Given instruction 1: From the rows below, pull out every line that contains the string "dried". Matching is case-sensitive.

Extract to read:
[Begin]

Progress Dashboard

Tracking the progress as I resurrect abandoned CoolRunning.com race results

Coolrunning.com came online sometime mid 90's and by the early 2000's was a widely free-to-use site for race directors in the New England region to promote road races and post results. In early 2020, Active.com announced it was buying CoolRunning and with that retiring the CoolRunning site. Active stated results would not be migrated to Active's own results repository. Active announces CoolRunning Shutdown

Fortunately all is not lost! Thanks to webcrawler sites like Wayback Machine - Internet Archive there are saved copies, aka captures, of many,  but alas not all, of these abandoned race results. Using the Wayback Machine API and wget utility, I have downloaded these page captures where available. I then reformat the result file html content when possible removing extraneous content and built a new race result catalog/database.

[End]

Material:
[Begin]

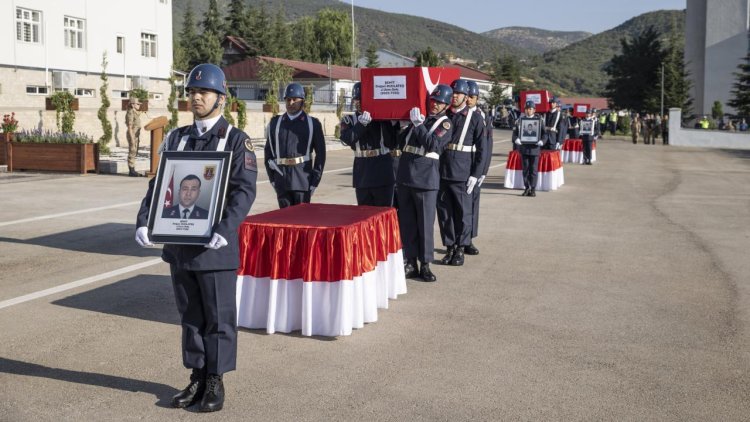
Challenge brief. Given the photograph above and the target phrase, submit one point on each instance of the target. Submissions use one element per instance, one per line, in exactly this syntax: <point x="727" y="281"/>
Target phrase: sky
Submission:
<point x="559" y="15"/>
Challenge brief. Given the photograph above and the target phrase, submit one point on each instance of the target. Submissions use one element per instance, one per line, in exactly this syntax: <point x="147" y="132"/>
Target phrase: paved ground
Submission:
<point x="622" y="296"/>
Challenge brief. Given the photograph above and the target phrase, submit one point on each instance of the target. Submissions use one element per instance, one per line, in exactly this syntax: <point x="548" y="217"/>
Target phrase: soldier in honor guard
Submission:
<point x="529" y="151"/>
<point x="418" y="180"/>
<point x="295" y="151"/>
<point x="204" y="277"/>
<point x="471" y="102"/>
<point x="372" y="176"/>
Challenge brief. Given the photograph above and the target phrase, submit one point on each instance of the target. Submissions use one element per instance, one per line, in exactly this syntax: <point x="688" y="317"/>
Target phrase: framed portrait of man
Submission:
<point x="188" y="196"/>
<point x="529" y="131"/>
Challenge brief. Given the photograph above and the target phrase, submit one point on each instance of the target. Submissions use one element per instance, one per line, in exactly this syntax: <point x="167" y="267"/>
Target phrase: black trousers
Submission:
<point x="454" y="213"/>
<point x="293" y="197"/>
<point x="206" y="301"/>
<point x="381" y="196"/>
<point x="530" y="165"/>
<point x="416" y="218"/>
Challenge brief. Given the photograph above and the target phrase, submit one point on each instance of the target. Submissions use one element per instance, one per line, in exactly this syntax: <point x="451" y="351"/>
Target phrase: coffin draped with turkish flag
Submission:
<point x="389" y="93"/>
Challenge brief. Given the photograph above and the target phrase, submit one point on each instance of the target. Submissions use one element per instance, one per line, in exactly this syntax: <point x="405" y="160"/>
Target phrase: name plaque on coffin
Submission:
<point x="390" y="93"/>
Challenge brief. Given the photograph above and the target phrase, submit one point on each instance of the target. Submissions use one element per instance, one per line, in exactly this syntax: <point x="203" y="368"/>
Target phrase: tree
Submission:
<point x="634" y="74"/>
<point x="426" y="58"/>
<point x="372" y="56"/>
<point x="740" y="100"/>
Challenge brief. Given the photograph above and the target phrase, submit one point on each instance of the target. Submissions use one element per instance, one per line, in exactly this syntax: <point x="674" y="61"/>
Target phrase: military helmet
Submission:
<point x="473" y="89"/>
<point x="207" y="76"/>
<point x="442" y="93"/>
<point x="460" y="85"/>
<point x="294" y="90"/>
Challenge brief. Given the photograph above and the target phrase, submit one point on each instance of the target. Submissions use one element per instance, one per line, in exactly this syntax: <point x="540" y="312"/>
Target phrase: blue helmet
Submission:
<point x="460" y="85"/>
<point x="473" y="89"/>
<point x="442" y="93"/>
<point x="294" y="90"/>
<point x="207" y="76"/>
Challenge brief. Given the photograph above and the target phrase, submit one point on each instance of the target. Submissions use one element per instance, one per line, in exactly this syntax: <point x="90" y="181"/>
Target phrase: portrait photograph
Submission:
<point x="188" y="196"/>
<point x="529" y="131"/>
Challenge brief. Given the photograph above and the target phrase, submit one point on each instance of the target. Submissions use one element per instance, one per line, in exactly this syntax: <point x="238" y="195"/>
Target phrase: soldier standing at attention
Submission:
<point x="292" y="139"/>
<point x="133" y="125"/>
<point x="529" y="152"/>
<point x="204" y="277"/>
<point x="418" y="180"/>
<point x="372" y="176"/>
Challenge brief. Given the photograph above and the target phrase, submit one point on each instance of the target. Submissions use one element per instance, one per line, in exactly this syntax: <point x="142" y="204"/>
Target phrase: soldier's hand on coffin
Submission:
<point x="365" y="118"/>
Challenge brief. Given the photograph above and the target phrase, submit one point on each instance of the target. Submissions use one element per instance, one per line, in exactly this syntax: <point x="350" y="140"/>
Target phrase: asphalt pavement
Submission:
<point x="622" y="296"/>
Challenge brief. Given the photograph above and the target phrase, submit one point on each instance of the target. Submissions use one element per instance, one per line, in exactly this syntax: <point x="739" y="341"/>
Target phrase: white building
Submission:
<point x="51" y="45"/>
<point x="715" y="43"/>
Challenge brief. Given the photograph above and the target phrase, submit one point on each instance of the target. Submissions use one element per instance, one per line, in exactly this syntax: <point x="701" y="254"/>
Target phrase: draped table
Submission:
<point x="550" y="175"/>
<point x="320" y="268"/>
<point x="572" y="151"/>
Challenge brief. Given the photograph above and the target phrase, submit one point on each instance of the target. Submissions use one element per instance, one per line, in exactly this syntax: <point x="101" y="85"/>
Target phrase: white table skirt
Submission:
<point x="319" y="308"/>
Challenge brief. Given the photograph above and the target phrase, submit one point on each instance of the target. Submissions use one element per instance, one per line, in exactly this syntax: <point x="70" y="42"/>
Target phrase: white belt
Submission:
<point x="420" y="151"/>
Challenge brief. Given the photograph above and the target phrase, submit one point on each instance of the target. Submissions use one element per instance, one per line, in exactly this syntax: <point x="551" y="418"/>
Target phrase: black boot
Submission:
<point x="425" y="273"/>
<point x="410" y="268"/>
<point x="449" y="255"/>
<point x="458" y="257"/>
<point x="213" y="398"/>
<point x="471" y="249"/>
<point x="193" y="392"/>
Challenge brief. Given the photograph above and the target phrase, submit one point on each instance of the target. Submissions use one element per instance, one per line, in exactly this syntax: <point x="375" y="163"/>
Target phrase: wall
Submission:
<point x="680" y="136"/>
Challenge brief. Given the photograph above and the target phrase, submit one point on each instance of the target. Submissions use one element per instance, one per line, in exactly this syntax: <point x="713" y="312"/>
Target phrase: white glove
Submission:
<point x="470" y="184"/>
<point x="141" y="236"/>
<point x="416" y="117"/>
<point x="365" y="118"/>
<point x="217" y="241"/>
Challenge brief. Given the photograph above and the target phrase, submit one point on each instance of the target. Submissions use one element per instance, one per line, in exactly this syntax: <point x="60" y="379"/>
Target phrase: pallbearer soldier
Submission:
<point x="205" y="277"/>
<point x="292" y="139"/>
<point x="419" y="180"/>
<point x="460" y="170"/>
<point x="529" y="151"/>
<point x="471" y="102"/>
<point x="373" y="178"/>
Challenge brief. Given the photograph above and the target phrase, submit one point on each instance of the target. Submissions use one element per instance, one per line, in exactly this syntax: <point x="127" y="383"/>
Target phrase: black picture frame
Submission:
<point x="205" y="196"/>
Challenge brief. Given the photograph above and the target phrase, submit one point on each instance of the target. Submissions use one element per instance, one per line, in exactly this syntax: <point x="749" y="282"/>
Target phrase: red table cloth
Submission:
<point x="572" y="151"/>
<point x="550" y="176"/>
<point x="320" y="268"/>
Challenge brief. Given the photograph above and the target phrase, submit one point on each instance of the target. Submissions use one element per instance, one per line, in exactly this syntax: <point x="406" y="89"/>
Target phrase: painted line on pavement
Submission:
<point x="79" y="283"/>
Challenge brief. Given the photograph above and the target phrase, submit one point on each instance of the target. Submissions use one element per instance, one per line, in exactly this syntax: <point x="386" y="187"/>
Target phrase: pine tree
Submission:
<point x="741" y="93"/>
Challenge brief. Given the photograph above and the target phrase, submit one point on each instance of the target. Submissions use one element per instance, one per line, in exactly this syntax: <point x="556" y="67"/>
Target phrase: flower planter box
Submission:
<point x="79" y="158"/>
<point x="126" y="104"/>
<point x="49" y="106"/>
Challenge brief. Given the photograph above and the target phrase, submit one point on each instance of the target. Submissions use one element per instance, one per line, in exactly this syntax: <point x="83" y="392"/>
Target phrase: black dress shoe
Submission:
<point x="425" y="273"/>
<point x="448" y="256"/>
<point x="471" y="249"/>
<point x="193" y="392"/>
<point x="213" y="398"/>
<point x="458" y="257"/>
<point x="410" y="269"/>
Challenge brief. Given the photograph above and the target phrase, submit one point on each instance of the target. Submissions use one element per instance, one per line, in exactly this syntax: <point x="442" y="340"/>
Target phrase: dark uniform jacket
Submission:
<point x="370" y="172"/>
<point x="240" y="195"/>
<point x="293" y="143"/>
<point x="419" y="171"/>
<point x="528" y="149"/>
<point x="455" y="165"/>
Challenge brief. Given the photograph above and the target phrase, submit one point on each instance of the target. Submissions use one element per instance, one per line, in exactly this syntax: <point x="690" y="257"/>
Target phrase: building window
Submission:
<point x="74" y="29"/>
<point x="148" y="44"/>
<point x="28" y="25"/>
<point x="36" y="90"/>
<point x="83" y="92"/>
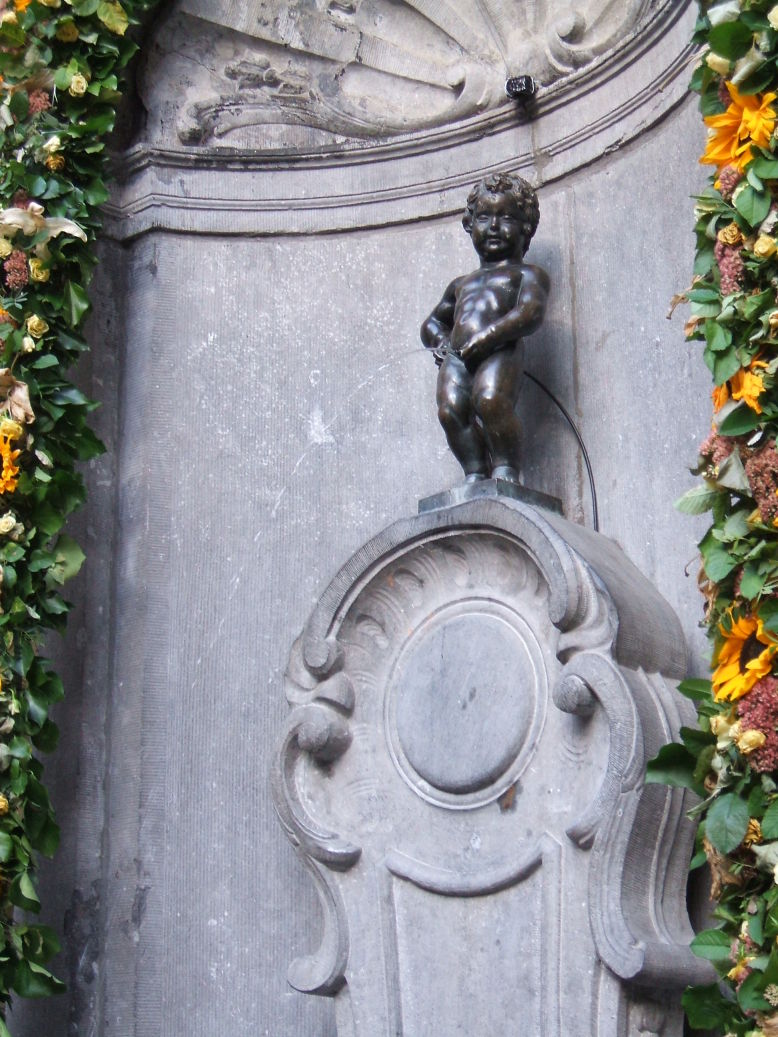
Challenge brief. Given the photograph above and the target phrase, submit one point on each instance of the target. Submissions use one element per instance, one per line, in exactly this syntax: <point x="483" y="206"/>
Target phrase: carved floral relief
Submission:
<point x="373" y="68"/>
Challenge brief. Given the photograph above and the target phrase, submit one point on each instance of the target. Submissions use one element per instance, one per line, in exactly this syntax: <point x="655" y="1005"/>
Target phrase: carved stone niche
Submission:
<point x="474" y="699"/>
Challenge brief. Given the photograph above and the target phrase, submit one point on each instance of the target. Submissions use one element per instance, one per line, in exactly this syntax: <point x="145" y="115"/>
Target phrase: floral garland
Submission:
<point x="59" y="66"/>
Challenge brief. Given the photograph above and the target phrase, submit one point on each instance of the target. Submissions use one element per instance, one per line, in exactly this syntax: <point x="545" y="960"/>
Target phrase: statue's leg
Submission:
<point x="496" y="386"/>
<point x="455" y="414"/>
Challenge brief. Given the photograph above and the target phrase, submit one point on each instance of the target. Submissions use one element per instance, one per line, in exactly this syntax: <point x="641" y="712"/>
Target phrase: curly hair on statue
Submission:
<point x="523" y="194"/>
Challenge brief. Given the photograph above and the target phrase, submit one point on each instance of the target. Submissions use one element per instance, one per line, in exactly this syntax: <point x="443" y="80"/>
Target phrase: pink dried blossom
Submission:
<point x="730" y="264"/>
<point x="39" y="102"/>
<point x="761" y="471"/>
<point x="17" y="275"/>
<point x="758" y="711"/>
<point x="729" y="177"/>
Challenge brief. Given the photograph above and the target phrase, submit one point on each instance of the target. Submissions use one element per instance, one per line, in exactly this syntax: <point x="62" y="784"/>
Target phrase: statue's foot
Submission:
<point x="505" y="472"/>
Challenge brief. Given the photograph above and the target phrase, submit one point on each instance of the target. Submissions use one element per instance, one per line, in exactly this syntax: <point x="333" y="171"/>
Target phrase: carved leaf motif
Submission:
<point x="365" y="68"/>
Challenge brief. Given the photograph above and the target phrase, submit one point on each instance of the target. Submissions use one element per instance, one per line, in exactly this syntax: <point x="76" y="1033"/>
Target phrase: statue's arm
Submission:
<point x="523" y="319"/>
<point x="437" y="329"/>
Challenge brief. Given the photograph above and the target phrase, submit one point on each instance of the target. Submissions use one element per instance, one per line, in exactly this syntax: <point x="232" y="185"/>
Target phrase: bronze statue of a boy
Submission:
<point x="477" y="330"/>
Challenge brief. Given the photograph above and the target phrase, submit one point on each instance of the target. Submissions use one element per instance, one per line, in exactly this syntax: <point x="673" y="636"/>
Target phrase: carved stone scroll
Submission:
<point x="474" y="699"/>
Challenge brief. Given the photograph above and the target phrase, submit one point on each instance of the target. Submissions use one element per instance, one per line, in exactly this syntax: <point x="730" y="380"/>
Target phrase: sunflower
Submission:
<point x="748" y="120"/>
<point x="745" y="657"/>
<point x="748" y="386"/>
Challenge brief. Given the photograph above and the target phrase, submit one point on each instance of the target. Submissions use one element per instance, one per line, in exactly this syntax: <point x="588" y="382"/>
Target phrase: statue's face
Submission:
<point x="496" y="229"/>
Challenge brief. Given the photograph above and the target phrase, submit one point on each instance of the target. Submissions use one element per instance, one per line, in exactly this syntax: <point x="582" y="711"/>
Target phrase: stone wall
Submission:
<point x="268" y="408"/>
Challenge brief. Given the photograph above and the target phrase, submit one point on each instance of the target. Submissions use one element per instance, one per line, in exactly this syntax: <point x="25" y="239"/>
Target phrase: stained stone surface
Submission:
<point x="268" y="409"/>
<point x="524" y="668"/>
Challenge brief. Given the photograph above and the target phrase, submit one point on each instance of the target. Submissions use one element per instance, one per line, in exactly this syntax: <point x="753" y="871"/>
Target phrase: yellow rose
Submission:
<point x="749" y="740"/>
<point x="36" y="326"/>
<point x="38" y="272"/>
<point x="67" y="33"/>
<point x="730" y="234"/>
<point x="765" y="246"/>
<point x="78" y="85"/>
<point x="10" y="429"/>
<point x="717" y="63"/>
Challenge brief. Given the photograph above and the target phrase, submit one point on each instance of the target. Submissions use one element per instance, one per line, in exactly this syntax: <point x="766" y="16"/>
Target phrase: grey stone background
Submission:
<point x="268" y="408"/>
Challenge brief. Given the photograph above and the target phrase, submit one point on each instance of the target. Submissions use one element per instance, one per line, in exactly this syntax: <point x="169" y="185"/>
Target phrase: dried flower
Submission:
<point x="750" y="740"/>
<point x="39" y="102"/>
<point x="716" y="448"/>
<point x="758" y="710"/>
<point x="728" y="179"/>
<point x="730" y="268"/>
<point x="78" y="85"/>
<point x="730" y="234"/>
<point x="753" y="833"/>
<point x="38" y="271"/>
<point x="765" y="246"/>
<point x="36" y="326"/>
<point x="717" y="63"/>
<point x="761" y="471"/>
<point x="7" y="522"/>
<point x="17" y="276"/>
<point x="67" y="33"/>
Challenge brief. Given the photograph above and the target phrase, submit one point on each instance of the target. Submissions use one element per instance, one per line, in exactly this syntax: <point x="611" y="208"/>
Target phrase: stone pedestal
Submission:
<point x="474" y="699"/>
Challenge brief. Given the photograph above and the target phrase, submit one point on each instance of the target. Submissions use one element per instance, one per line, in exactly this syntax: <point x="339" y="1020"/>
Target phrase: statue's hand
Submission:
<point x="476" y="348"/>
<point x="441" y="348"/>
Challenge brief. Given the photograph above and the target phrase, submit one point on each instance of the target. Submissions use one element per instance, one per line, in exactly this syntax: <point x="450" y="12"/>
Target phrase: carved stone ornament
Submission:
<point x="474" y="700"/>
<point x="265" y="116"/>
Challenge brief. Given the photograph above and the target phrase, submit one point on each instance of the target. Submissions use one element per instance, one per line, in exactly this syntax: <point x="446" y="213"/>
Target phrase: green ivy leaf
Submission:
<point x="730" y="39"/>
<point x="753" y="205"/>
<point x="672" y="765"/>
<point x="714" y="945"/>
<point x="697" y="500"/>
<point x="113" y="17"/>
<point x="726" y="822"/>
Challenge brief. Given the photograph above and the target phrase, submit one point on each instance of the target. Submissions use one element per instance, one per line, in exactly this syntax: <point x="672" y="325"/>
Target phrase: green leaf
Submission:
<point x="32" y="980"/>
<point x="714" y="945"/>
<point x="6" y="846"/>
<point x="770" y="821"/>
<point x="730" y="39"/>
<point x="717" y="336"/>
<point x="113" y="17"/>
<point x="740" y="421"/>
<point x="753" y="205"/>
<point x="70" y="557"/>
<point x="726" y="822"/>
<point x="704" y="1007"/>
<point x="76" y="302"/>
<point x="672" y="765"/>
<point x="697" y="500"/>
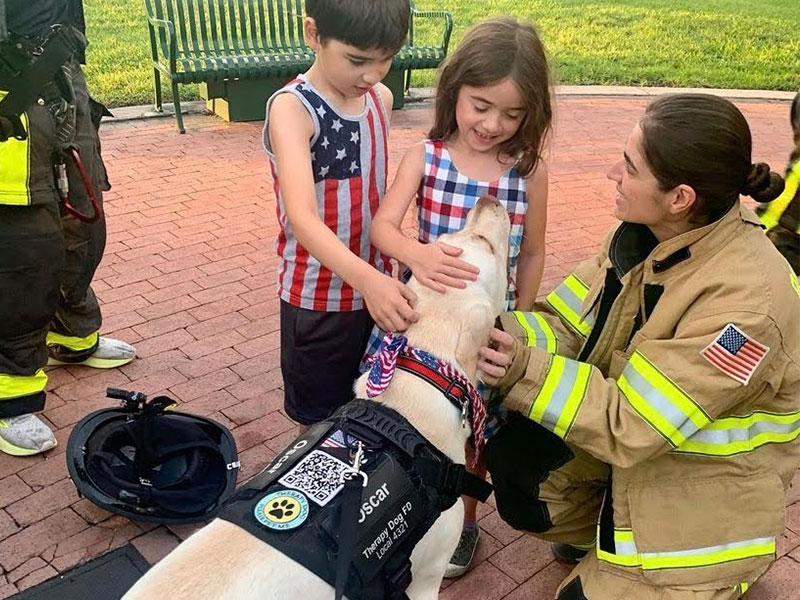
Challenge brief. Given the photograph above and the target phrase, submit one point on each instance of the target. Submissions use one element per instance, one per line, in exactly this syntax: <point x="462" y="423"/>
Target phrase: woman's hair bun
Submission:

[End]

Given instruction 2: Repeat word for word everything in the CoolRunning page above, from "Fortunately all is" down to "race result catalog/database.".

Result 1:
Target phrase: pink dried blossom
Target phrase: dried flower

Result 2:
Fortunately all is not lost! Thanks to webcrawler sites like Wayback Machine - Internet Archive there are saved copies, aka captures, of many,  but alas not all, of these abandoned race results. Using the Wayback Machine API and wget utility, I have downloaded these page captures where available. I then reformat the result file html content when possible removing extraneous content and built a new race result catalog/database.